## SHORT PROBLEM
Please set down, unchanged, the lines in the rows below that run from the one containing "of the white" through the end of the rows, both ends included.
----- INPUT ROWS -----
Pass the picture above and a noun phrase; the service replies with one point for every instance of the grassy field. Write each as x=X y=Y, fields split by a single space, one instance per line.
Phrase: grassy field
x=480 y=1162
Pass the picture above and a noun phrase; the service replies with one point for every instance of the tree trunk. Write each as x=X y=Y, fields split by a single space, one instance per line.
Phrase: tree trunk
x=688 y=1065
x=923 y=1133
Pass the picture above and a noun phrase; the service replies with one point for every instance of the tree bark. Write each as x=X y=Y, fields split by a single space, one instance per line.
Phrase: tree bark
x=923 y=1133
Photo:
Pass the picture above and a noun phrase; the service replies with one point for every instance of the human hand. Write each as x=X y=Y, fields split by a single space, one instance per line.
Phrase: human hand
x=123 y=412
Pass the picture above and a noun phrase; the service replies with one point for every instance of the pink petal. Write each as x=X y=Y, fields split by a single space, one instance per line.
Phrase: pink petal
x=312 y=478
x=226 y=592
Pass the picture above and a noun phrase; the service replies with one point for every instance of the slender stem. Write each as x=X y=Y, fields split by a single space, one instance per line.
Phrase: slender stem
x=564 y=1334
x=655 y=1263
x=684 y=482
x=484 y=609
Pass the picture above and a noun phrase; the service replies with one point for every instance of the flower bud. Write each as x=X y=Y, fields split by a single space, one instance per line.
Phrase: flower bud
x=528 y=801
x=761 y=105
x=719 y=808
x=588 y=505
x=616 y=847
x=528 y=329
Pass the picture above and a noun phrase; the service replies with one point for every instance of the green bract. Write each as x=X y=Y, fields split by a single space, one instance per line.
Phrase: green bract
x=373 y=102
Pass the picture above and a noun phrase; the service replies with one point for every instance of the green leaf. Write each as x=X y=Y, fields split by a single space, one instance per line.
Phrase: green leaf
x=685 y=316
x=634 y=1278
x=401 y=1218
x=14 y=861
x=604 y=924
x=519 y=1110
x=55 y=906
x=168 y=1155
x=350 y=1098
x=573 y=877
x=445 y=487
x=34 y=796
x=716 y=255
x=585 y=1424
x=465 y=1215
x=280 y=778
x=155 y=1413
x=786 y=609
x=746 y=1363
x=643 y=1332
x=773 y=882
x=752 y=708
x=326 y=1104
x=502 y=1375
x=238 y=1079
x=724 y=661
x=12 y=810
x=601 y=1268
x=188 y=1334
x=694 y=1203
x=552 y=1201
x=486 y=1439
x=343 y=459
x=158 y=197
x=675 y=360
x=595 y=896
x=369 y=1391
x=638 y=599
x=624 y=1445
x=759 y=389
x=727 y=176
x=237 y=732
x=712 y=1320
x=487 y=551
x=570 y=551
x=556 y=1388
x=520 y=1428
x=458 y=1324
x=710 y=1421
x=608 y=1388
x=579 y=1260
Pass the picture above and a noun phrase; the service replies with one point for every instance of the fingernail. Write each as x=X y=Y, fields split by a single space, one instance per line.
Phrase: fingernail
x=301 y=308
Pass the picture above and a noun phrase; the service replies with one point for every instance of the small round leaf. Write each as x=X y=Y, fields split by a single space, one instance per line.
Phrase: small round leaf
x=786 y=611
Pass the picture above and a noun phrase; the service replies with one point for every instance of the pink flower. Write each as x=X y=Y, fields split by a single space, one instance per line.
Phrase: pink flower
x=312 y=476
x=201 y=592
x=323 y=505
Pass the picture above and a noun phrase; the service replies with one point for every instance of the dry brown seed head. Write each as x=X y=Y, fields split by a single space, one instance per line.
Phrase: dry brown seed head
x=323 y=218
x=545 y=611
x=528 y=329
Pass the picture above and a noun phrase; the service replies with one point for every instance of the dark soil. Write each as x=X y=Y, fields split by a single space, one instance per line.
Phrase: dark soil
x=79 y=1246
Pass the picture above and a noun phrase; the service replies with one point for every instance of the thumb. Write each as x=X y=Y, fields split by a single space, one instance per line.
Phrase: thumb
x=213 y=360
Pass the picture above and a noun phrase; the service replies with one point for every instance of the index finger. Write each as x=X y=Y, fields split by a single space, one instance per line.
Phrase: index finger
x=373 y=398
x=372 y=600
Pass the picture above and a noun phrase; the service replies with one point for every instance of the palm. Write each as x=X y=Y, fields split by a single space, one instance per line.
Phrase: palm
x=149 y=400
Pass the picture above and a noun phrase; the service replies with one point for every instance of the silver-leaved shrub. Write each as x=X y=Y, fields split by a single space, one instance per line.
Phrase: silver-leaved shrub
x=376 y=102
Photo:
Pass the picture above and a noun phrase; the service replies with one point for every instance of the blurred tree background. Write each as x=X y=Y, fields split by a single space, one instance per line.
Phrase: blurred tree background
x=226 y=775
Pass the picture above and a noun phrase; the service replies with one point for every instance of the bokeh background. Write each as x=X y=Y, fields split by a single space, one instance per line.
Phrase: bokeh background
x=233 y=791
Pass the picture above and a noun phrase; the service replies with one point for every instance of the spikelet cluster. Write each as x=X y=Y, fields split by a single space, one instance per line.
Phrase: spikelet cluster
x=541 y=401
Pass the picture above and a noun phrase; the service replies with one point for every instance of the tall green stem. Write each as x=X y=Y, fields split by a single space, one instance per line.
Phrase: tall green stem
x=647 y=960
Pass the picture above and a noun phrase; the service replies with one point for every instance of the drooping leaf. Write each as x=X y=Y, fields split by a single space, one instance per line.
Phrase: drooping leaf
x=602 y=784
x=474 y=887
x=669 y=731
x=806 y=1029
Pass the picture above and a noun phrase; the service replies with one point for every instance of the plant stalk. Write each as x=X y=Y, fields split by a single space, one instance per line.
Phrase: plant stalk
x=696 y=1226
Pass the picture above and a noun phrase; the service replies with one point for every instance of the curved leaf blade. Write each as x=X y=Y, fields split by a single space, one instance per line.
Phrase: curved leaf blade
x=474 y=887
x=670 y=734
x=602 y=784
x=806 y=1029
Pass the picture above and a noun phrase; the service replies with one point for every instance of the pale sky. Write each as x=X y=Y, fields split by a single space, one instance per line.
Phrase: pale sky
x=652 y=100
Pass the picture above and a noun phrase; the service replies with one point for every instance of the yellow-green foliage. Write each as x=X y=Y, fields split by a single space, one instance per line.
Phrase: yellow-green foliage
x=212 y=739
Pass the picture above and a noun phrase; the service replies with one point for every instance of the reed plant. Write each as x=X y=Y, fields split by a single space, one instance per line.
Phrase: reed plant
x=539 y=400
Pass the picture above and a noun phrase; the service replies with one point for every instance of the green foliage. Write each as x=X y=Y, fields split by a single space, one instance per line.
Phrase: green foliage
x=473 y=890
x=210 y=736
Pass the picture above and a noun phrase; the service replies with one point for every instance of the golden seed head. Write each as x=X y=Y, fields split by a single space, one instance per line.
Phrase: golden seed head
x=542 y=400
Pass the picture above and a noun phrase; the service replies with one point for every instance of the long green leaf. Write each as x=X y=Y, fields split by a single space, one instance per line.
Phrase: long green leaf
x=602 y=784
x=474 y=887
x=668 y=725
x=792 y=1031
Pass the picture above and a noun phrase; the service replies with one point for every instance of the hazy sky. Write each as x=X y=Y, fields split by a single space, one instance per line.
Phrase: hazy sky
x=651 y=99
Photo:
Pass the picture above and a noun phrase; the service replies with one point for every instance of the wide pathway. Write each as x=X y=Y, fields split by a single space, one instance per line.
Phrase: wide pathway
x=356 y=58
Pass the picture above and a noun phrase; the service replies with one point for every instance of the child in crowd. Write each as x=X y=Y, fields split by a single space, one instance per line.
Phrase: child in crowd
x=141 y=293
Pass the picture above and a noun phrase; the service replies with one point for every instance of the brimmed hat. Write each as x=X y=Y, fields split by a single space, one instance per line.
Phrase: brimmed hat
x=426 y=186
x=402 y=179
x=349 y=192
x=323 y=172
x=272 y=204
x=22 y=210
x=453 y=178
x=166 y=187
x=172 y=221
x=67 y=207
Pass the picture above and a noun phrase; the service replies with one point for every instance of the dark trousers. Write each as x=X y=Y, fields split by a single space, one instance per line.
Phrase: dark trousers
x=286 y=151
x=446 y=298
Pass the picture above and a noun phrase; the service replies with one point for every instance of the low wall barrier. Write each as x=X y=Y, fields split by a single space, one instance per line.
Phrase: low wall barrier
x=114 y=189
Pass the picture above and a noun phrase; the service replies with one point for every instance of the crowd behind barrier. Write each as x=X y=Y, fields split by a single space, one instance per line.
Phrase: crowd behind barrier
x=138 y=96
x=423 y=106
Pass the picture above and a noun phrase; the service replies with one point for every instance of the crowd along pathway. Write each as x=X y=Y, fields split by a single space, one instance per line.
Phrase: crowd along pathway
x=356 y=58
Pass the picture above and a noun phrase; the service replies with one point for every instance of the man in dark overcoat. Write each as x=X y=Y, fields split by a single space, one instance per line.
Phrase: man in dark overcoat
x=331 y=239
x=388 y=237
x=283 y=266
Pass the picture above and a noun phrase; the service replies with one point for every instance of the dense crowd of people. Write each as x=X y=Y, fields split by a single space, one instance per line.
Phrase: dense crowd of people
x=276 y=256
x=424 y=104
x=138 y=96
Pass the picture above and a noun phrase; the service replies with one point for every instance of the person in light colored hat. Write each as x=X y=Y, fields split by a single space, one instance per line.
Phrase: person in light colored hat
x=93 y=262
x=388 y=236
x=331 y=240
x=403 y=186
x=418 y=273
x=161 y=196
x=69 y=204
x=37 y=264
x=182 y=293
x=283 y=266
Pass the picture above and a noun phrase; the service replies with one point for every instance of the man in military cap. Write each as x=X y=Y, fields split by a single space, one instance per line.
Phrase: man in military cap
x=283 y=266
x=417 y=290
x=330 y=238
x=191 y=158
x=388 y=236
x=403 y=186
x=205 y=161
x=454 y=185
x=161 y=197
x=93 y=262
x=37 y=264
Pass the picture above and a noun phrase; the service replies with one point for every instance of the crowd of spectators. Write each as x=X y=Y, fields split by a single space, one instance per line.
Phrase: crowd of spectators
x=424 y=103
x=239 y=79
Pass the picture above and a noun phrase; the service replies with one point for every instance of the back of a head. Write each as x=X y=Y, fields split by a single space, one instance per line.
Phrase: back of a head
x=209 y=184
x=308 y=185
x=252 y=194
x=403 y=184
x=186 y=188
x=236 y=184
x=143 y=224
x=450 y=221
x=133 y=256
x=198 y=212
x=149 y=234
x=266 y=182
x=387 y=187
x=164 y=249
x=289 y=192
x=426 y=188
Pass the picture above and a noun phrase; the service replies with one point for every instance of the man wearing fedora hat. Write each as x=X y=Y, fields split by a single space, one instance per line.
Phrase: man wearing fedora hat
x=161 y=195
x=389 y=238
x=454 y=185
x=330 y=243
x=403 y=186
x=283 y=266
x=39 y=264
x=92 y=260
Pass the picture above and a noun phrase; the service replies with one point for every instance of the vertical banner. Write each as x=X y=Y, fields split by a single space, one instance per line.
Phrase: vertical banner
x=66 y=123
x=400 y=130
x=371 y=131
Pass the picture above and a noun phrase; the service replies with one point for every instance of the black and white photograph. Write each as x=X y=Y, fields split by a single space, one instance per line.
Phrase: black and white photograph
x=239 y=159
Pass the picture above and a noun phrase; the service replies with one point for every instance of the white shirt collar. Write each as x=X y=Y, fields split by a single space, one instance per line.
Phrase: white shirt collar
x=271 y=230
-----
## CORRECT RESULT
Pass the picture above and a noun phrase; the service replies with one point for every instance of the white shirt collar. Write each as x=X y=Y, fields split by a single space, one instance per line.
Phrase: white shirt collar
x=271 y=230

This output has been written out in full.